Document section:

5. An individual plan of care, which includes food and drink, symptom control and psychological, social and spiritual support, is agreed, coordinated and delivered with compassion.

 

And they sound great. But the LCP was full of great sounding guidelines, too.

The LCP required patients to be regularly monitored for any sign that they might improve and benefit from treatment to reverse the cause. But in many cases, they weren’t checked on, and they weren’t still being treated.

It also required doctors and nurses to communicate clearly and work in partnership with the patient and relatives. But in many cases, they weren’t.

It stated that the LCP could only be used when a multidisciplinary team meeting was held, and all agreed the patient was in the last hours of life. But there were few if ever any meetings. And patients were being put on the LCP prematurely.

Nice sounding guidelines are great, but it’s the law that will protect patients.

Will the Law change?

Simply, No.

There has been no change in law to prevent the withdrawal of food and water from patients.

The LACDP endorses the same legalities as the LCP.

“Unless you have appointed somebody to be your Lasting Power of Attorney for health and welfare, they cannot legally make decisions on your behalf but they can, and should, receive explanations and be involved in discussions. A specific treatment can be legally refused (at the time, or in advance decisions by you) but specific treatment cannot be demanded.”

-          Extract from Leadership Alliance for Care of Dying People ‘Engagement with patients, families, carers and professionals. October, 2013.

Collected data entries:
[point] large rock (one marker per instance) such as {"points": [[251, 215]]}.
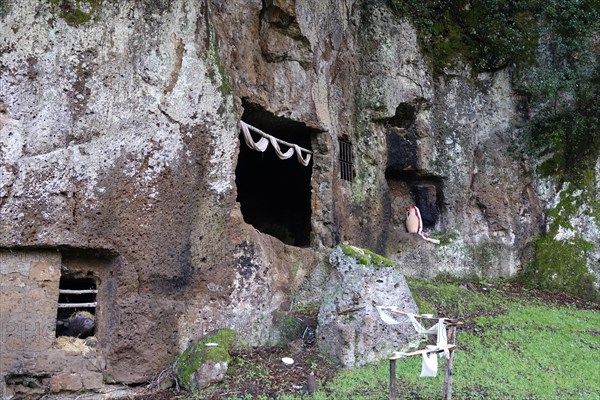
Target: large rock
{"points": [[350, 329], [205, 362]]}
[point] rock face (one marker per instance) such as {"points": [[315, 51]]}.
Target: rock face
{"points": [[120, 162], [350, 329]]}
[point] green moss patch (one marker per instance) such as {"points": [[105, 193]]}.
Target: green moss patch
{"points": [[198, 352], [366, 257], [560, 265]]}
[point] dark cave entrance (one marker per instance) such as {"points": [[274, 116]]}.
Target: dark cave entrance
{"points": [[275, 194]]}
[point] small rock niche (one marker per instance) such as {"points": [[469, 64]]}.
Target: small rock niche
{"points": [[275, 194], [408, 184]]}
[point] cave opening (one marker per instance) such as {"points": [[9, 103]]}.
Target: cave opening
{"points": [[275, 194]]}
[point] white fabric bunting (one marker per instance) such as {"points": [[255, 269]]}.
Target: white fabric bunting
{"points": [[429, 363], [265, 139]]}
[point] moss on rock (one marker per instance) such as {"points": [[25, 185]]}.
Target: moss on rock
{"points": [[198, 352], [561, 264]]}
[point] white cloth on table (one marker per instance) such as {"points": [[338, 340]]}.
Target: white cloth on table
{"points": [[429, 363], [264, 141]]}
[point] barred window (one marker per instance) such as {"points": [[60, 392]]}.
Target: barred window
{"points": [[346, 160], [76, 307]]}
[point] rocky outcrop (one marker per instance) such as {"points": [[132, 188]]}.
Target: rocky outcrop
{"points": [[120, 157], [350, 329]]}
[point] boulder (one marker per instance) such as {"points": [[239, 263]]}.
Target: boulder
{"points": [[350, 329]]}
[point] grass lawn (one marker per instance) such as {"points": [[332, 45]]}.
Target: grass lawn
{"points": [[512, 347], [514, 344]]}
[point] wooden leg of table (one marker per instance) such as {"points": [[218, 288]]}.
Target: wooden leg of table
{"points": [[447, 391], [392, 379]]}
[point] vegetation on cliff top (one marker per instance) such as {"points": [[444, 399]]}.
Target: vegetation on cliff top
{"points": [[554, 46]]}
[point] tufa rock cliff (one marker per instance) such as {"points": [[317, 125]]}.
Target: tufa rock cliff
{"points": [[121, 161]]}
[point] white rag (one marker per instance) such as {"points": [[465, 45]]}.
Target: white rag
{"points": [[429, 364]]}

Problem description: Reproduce the full text on the LCP and care of dying people, word for word.

Answer for the task:
5. An individual plan of care, which includes food and drink, symptom control and psychological, social and spiritual support, is agreed, coordinated and delivered with compassion.

 

And they sound great. But the LCP was full of great sounding guidelines, too.

The LCP required patients to be regularly monitored for any sign that they might improve and benefit from treatment to reverse the cause. But in many cases, they weren’t checked on, and they weren’t still being treated.

It also required doctors and nurses to communicate clearly and work in partnership with the patient and relatives. But in many cases, they weren’t.

It stated that the LCP could only be used when a multidisciplinary team meeting was held, and all agreed the patient was in the last hours of life. But there were few if ever any meetings. And patients were being put on the LCP prematurely.

Nice sounding guidelines are great, but it’s the law that will protect patients.

Will the Law change?

Simply, No.

There has been no change in law to prevent the withdrawal of food and water from patients.

The LACDP endorses the same legalities as the LCP.

“Unless you have appointed somebody to be your Lasting Power of Attorney for health and welfare, they cannot legally make decisions on your behalf but they can, and should, receive explanations and be involved in discussions. A specific treatment can be legally refused (at the time, or in advance decisions by you) but specific treatment cannot be demanded.”

-          Extract from Leadership Alliance for Care of Dying People ‘Engagement with patients, families, carers and professionals. October, 2013.